=== EXERCISE MATERIALS ===
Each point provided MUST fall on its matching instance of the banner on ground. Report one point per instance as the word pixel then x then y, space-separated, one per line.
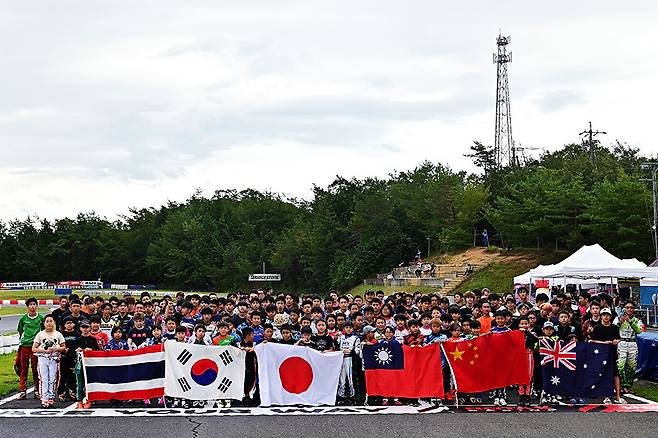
pixel 394 370
pixel 124 375
pixel 290 375
pixel 204 372
pixel 490 361
pixel 577 369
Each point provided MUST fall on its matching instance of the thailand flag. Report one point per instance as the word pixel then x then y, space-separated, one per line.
pixel 124 375
pixel 291 375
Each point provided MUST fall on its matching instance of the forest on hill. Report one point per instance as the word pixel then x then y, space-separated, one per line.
pixel 350 229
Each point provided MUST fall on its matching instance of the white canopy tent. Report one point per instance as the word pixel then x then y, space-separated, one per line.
pixel 587 265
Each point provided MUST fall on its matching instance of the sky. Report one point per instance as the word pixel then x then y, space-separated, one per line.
pixel 106 106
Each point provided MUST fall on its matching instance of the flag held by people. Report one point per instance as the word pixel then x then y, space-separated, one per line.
pixel 577 369
pixel 124 375
pixel 290 375
pixel 487 362
pixel 202 372
pixel 394 370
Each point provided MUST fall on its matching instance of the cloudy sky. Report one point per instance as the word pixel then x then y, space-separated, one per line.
pixel 110 105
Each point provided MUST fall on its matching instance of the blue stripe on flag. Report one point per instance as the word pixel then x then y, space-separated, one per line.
pixel 125 373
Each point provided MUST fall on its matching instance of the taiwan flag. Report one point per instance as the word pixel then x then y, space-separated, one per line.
pixel 395 370
pixel 490 361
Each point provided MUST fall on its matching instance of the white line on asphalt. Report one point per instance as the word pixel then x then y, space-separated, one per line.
pixel 638 398
pixel 15 396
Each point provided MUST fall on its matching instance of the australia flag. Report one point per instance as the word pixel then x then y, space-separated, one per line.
pixel 577 369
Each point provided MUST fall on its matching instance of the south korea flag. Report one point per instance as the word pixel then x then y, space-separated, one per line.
pixel 202 372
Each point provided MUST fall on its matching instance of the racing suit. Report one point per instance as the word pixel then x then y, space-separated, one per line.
pixel 627 350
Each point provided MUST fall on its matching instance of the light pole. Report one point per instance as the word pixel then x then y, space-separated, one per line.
pixel 654 168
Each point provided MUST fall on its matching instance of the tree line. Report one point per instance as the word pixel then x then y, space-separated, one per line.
pixel 349 230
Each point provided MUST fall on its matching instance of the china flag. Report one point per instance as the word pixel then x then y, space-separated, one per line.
pixel 490 361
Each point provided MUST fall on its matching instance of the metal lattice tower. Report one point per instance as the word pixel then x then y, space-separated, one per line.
pixel 504 150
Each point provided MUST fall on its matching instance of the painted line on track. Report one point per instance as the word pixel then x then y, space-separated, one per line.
pixel 11 398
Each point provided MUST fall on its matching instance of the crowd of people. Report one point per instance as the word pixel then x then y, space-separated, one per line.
pixel 50 345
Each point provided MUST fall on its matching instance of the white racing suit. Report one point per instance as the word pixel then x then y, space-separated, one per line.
pixel 345 381
pixel 48 367
pixel 627 350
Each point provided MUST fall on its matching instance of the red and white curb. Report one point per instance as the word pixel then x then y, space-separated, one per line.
pixel 22 302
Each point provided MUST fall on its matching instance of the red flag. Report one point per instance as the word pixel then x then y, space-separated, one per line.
pixel 490 361
pixel 395 370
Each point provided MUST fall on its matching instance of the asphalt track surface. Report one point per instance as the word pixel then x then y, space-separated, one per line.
pixel 442 424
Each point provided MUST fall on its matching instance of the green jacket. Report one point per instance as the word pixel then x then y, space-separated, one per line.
pixel 28 329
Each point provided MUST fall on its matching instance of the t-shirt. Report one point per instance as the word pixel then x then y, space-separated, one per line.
pixel 139 336
pixel 46 340
pixel 28 327
pixel 603 333
pixel 323 343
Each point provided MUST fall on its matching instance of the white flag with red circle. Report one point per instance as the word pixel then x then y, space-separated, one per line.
pixel 292 375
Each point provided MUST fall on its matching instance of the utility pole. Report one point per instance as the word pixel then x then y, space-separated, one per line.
pixel 653 167
pixel 591 143
pixel 504 151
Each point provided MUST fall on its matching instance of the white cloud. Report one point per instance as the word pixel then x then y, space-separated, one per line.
pixel 106 106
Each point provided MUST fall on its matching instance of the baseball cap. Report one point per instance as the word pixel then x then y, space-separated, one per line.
pixel 368 329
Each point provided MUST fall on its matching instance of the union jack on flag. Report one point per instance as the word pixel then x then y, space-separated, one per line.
pixel 558 354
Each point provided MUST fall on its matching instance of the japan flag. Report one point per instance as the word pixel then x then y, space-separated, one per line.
pixel 291 375
pixel 203 372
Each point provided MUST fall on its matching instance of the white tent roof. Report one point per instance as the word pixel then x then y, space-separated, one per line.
pixel 590 262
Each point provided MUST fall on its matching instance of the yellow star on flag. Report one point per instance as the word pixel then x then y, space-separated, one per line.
pixel 457 354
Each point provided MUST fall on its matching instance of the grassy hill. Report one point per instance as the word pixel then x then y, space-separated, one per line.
pixel 496 268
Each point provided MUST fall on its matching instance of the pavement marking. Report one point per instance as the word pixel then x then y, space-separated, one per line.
pixel 638 398
pixel 15 396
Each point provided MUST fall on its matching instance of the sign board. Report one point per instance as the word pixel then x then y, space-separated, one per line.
pixel 264 277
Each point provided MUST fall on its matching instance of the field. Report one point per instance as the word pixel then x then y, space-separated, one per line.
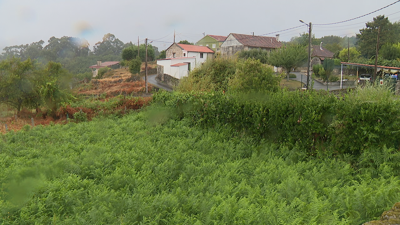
pixel 147 168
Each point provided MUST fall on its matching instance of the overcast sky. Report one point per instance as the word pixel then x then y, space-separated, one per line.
pixel 27 21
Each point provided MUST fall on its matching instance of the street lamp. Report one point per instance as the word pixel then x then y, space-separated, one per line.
pixel 309 52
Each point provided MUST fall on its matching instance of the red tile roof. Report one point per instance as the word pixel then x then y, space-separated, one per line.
pixel 321 52
pixel 104 64
pixel 257 41
pixel 195 48
pixel 192 57
pixel 218 37
pixel 179 64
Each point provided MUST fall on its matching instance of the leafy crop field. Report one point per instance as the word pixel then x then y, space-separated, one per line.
pixel 147 169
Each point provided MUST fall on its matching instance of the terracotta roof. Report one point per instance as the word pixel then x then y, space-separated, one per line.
pixel 179 64
pixel 195 48
pixel 218 37
pixel 321 52
pixel 105 64
pixel 257 41
pixel 192 57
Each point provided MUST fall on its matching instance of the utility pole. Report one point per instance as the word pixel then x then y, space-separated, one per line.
pixel 145 66
pixel 376 55
pixel 348 49
pixel 309 55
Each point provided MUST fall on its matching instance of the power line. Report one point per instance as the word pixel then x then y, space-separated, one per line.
pixel 344 21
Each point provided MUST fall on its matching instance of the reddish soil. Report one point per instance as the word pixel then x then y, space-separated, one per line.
pixel 121 83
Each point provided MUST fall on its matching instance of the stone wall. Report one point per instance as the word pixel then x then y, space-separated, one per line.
pixel 167 80
pixel 174 49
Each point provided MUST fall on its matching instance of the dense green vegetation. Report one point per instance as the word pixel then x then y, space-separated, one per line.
pixel 148 168
pixel 27 84
pixel 243 75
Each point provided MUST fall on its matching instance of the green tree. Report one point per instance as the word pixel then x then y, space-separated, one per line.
pixel 54 84
pixel 16 82
pixel 368 36
pixel 303 40
pixel 109 46
pixel 344 54
pixel 390 51
pixel 259 54
pixel 134 65
pixel 162 55
pixel 131 52
pixel 185 42
pixel 288 57
pixel 252 76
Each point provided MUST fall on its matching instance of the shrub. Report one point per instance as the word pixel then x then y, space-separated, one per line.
pixel 134 65
pixel 333 78
pixel 252 76
pixel 80 116
pixel 102 71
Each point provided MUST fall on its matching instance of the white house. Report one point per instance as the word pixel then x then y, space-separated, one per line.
pixel 182 58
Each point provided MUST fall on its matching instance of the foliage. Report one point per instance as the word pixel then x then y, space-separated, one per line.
pixel 17 83
pixel 163 55
pixel 288 57
pixel 253 77
pixel 131 171
pixel 390 51
pixel 73 53
pixel 102 71
pixel 54 87
pixel 80 116
pixel 131 52
pixel 368 35
pixel 134 65
pixel 212 75
pixel 313 121
pixel 352 52
pixel 316 69
pixel 258 54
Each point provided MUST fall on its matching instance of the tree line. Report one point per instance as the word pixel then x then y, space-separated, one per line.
pixel 74 54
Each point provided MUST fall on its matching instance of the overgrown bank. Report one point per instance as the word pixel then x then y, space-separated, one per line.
pixel 146 168
pixel 315 122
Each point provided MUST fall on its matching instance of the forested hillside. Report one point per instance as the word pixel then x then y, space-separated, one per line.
pixel 74 54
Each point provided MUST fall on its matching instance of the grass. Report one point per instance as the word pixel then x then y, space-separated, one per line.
pixel 290 84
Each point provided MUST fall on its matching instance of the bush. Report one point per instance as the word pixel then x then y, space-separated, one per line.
pixel 80 116
pixel 213 75
pixel 316 69
pixel 102 71
pixel 313 121
pixel 252 76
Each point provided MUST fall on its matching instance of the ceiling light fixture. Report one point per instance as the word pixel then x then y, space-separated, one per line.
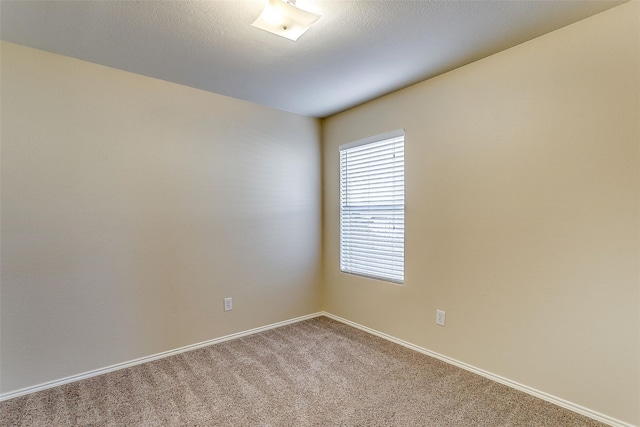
pixel 283 18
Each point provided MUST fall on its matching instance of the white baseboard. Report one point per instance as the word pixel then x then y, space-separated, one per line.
pixel 533 392
pixel 123 365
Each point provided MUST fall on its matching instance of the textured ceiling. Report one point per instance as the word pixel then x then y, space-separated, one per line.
pixel 357 51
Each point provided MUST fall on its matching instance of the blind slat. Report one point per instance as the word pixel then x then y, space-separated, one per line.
pixel 372 209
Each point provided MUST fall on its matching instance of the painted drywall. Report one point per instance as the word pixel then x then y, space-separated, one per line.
pixel 522 214
pixel 131 207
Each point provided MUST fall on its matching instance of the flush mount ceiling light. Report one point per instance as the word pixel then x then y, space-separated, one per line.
pixel 284 19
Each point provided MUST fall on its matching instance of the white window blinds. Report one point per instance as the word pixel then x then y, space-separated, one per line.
pixel 372 207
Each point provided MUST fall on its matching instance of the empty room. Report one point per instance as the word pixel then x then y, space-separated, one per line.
pixel 320 212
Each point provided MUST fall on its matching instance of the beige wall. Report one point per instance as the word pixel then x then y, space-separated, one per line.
pixel 522 214
pixel 131 207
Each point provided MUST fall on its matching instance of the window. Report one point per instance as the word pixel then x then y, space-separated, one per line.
pixel 372 207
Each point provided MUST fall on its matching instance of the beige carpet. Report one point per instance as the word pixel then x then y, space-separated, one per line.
pixel 313 373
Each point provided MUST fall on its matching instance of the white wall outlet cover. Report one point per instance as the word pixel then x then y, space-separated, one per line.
pixel 440 317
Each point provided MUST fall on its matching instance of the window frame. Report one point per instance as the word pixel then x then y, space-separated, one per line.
pixel 395 275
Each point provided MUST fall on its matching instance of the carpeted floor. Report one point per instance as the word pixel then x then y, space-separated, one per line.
pixel 314 373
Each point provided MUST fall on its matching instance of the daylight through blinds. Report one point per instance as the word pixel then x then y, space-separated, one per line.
pixel 372 208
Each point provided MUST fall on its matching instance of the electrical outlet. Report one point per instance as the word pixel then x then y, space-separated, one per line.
pixel 440 317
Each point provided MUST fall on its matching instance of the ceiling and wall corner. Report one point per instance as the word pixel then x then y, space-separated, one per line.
pixel 357 51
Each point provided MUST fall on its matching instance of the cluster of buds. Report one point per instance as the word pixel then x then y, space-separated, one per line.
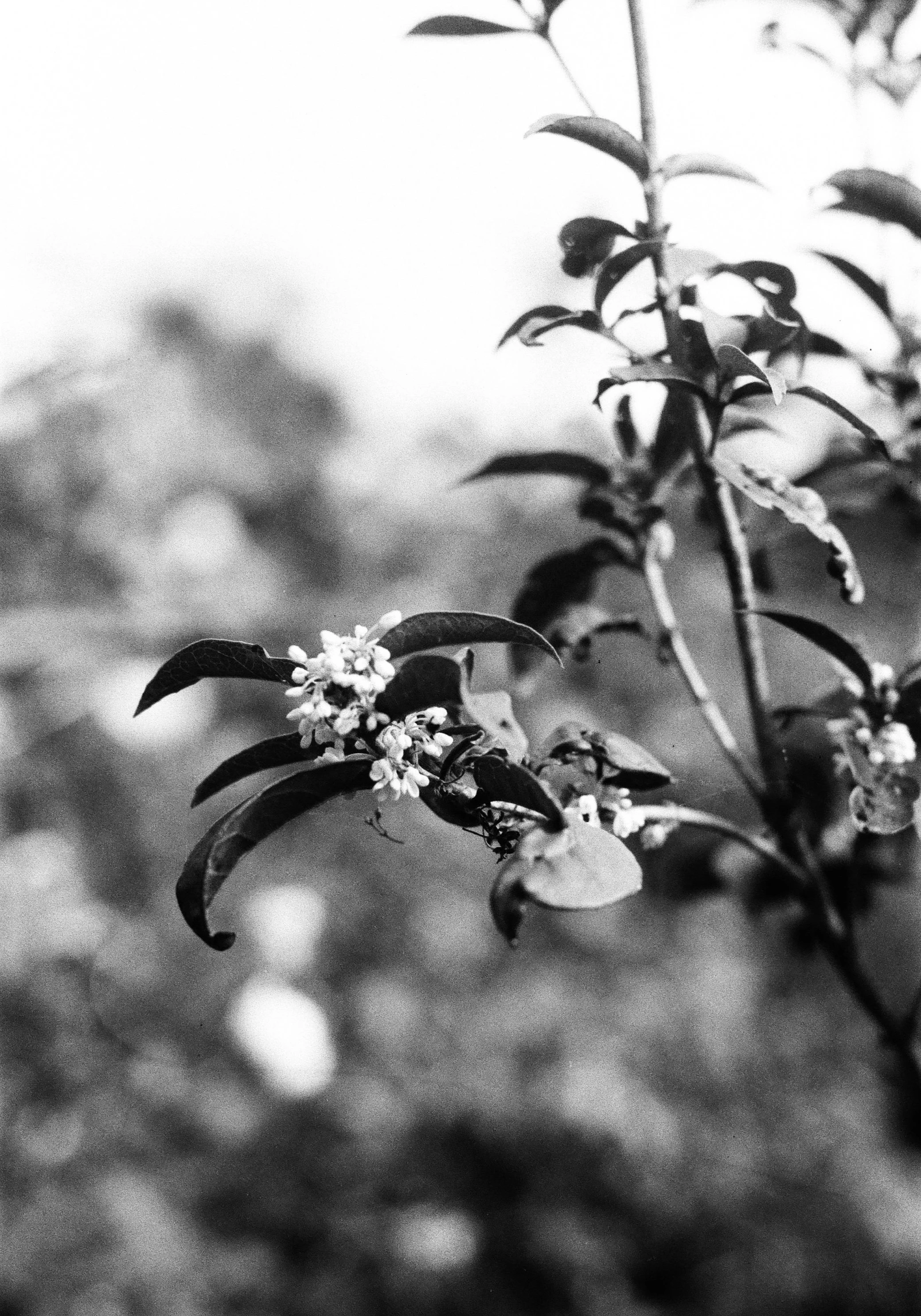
pixel 400 744
pixel 337 688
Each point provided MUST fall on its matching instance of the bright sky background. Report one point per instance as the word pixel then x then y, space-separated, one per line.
pixel 372 199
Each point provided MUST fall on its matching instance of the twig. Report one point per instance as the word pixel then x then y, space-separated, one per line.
pixel 700 694
pixel 566 69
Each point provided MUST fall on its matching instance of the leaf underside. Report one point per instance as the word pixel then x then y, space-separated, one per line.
pixel 213 659
pixel 223 847
pixel 825 638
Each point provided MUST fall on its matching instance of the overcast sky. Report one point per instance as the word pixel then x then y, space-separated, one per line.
pixel 372 199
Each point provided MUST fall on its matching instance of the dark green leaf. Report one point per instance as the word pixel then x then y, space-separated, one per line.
pixel 816 395
pixel 557 585
pixel 828 640
pixel 213 659
pixel 650 373
pixel 223 847
pixel 873 290
pixel 538 315
pixel 575 465
pixel 278 752
pixel 619 266
pixel 435 629
pixel 587 243
pixel 600 133
pixel 802 507
pixel 676 166
pixel 426 681
pixel 881 196
pixel 458 25
pixel 513 784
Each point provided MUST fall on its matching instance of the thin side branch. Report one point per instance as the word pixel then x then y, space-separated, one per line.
pixel 689 669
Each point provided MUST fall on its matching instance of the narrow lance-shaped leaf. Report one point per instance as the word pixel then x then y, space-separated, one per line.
pixel 600 133
pixel 587 243
pixel 802 507
pixel 870 287
pixel 619 266
pixel 828 640
pixel 435 629
pixel 816 395
pixel 558 583
pixel 735 364
pixel 650 373
pixel 223 847
pixel 700 162
pixel 424 681
pixel 879 195
pixel 278 752
pixel 513 784
pixel 574 465
pixel 458 25
pixel 213 659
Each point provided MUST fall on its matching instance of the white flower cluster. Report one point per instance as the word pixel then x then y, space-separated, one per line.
pixel 338 687
pixel 892 745
pixel 401 745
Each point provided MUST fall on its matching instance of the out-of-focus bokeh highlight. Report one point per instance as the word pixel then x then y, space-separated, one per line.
pixel 370 1104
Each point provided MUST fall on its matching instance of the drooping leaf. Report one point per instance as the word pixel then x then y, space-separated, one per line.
pixel 493 711
pixel 587 243
pixel 575 628
pixel 512 784
pixel 619 761
pixel 700 162
pixel 600 133
pixel 424 681
pixel 582 867
pixel 436 629
pixel 776 283
pixel 558 583
pixel 870 287
pixel 213 659
pixel 802 507
pixel 575 465
pixel 828 640
pixel 538 319
pixel 650 373
pixel 458 25
pixel 619 266
pixel 816 395
pixel 879 195
pixel 223 847
pixel 278 752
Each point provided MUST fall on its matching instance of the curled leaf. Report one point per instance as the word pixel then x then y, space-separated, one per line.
pixel 513 784
pixel 802 507
pixel 587 243
pixel 458 25
pixel 879 195
pixel 213 659
pixel 700 162
pixel 435 629
pixel 424 681
pixel 557 585
pixel 582 867
pixel 735 365
pixel 600 133
pixel 223 847
pixel 619 266
pixel 574 465
pixel 870 287
pixel 278 752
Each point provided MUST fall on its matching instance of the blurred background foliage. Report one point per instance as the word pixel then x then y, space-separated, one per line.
pixel 372 1104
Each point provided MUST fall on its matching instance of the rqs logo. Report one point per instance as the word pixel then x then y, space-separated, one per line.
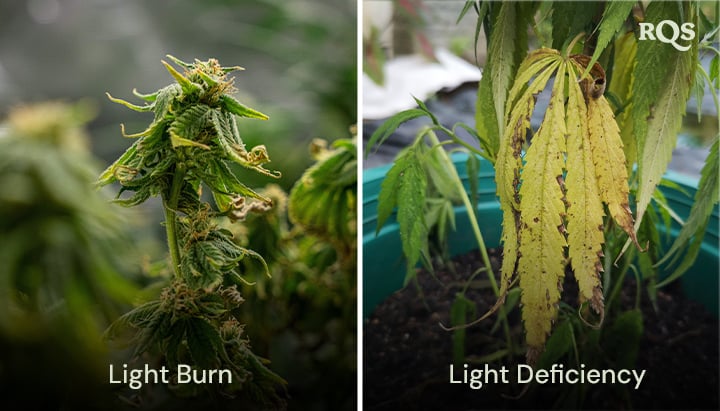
pixel 686 32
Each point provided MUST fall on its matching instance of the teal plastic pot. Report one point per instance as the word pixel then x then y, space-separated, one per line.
pixel 384 266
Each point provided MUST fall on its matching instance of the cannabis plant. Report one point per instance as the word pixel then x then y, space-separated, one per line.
pixel 616 105
pixel 66 261
pixel 189 145
pixel 303 317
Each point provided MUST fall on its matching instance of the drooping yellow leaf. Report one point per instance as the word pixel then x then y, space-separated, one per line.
pixel 585 211
pixel 609 159
pixel 541 264
pixel 509 160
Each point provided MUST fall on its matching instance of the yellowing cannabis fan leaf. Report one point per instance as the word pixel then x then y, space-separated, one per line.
pixel 552 197
pixel 541 265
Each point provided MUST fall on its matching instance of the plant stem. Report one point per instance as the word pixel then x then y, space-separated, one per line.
pixel 170 204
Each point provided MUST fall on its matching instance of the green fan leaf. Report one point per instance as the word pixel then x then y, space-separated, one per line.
pixel 661 87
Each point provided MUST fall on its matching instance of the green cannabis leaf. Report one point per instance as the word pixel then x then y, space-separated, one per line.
pixel 191 143
pixel 324 200
pixel 662 80
pixel 507 47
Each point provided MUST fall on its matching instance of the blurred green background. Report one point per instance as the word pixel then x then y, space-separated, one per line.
pixel 299 56
pixel 300 69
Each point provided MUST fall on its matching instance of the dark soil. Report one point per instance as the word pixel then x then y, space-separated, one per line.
pixel 407 354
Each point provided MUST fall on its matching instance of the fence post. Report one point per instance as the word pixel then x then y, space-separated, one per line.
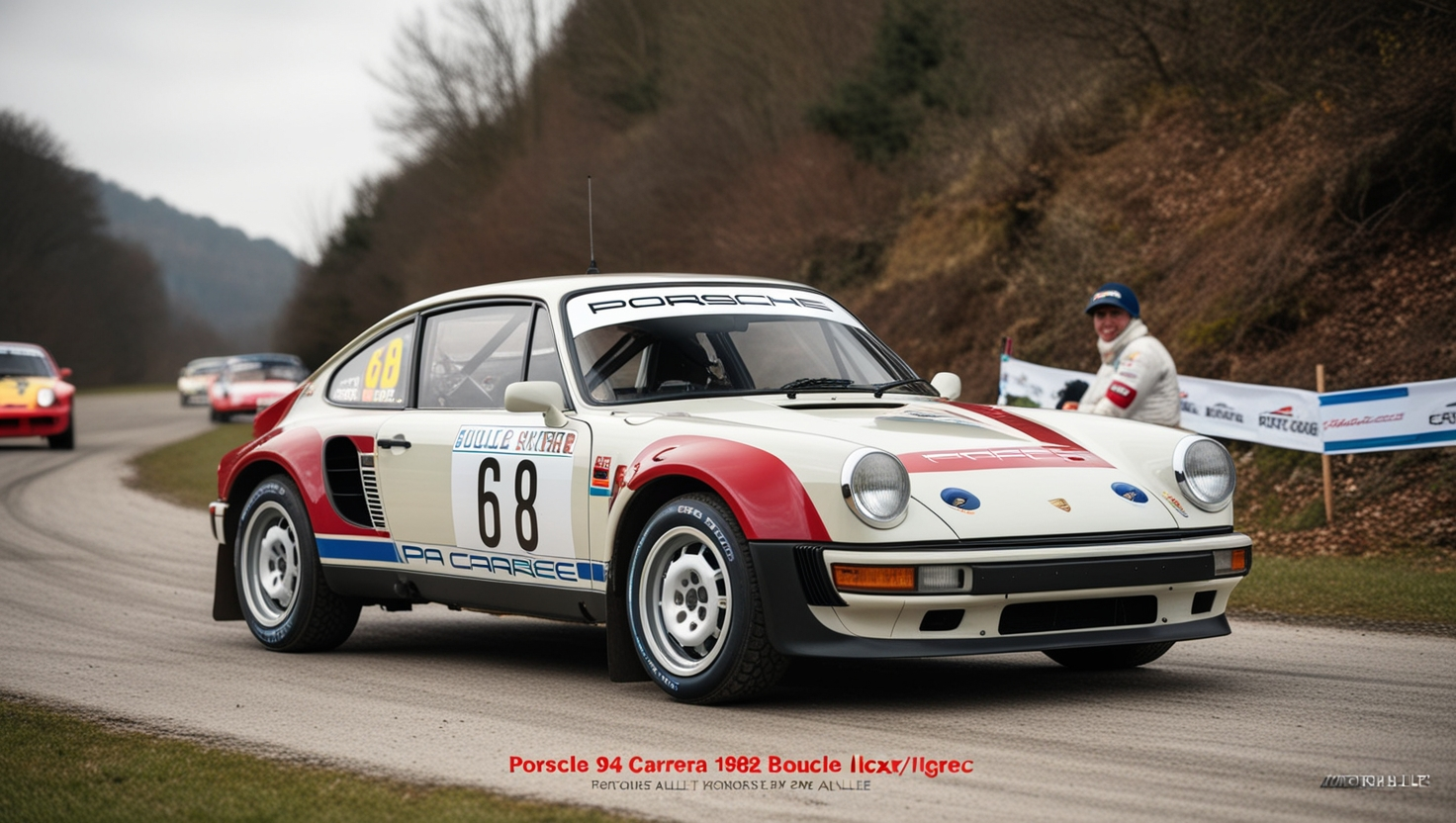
===
WORK REQUIRED. Reproduce the listing lines verbatim, starting with the line containing "the green cannabis" and going on through the line containing "pixel 507 47".

ANSWER TO THE PROBLEM.
Each point provided MUST fall on its matching instance of the green cannabis leaf. Report one point per instance as the word pixel then x then y, space-separated, one per line.
pixel 191 143
pixel 324 200
pixel 662 80
pixel 507 47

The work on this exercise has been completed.